** What to work on **
Turn the entries below into a two-column CSV with the headers entry_text and answer. Give one row per entry, with the entry's text and its answer each in its own quoted field, line breaks replaced by spaces, and the pictures left out.

**********

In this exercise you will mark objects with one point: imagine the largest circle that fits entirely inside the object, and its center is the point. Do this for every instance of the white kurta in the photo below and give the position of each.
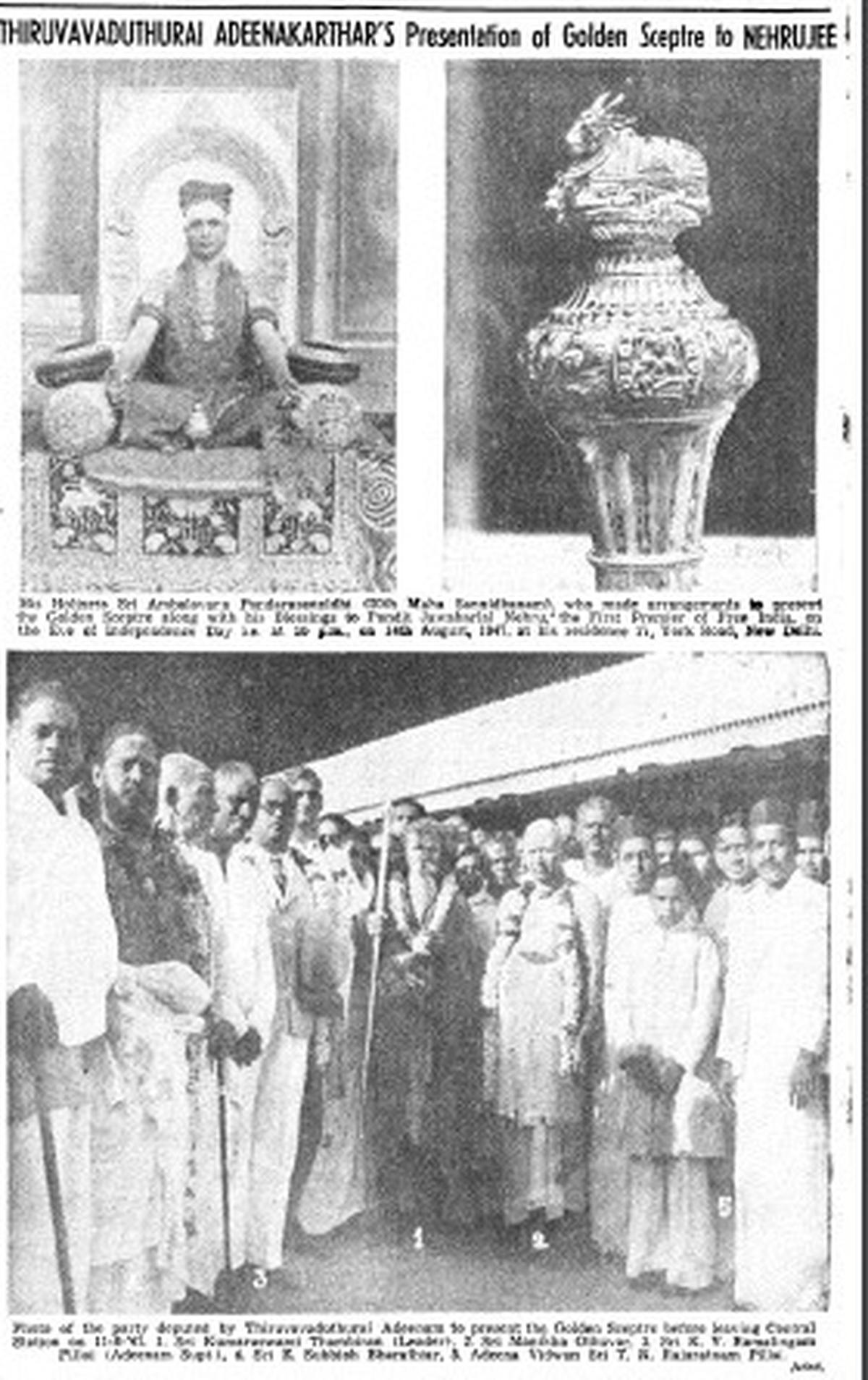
(776, 1005)
(203, 1197)
(609, 1177)
(59, 936)
(336, 1187)
(665, 995)
(258, 908)
(537, 983)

**********

** Answer for this exercise **
entry_text,answer
"In this exercise you will mark objects with one point: imagine the largest circle that fits entirely inside the object, and its center is the point. Do this for every instance of the white kurta in the photo below and give the position of each.","(776, 1005) (203, 1197) (609, 1177) (59, 936) (336, 1187) (665, 995) (258, 908) (537, 983)"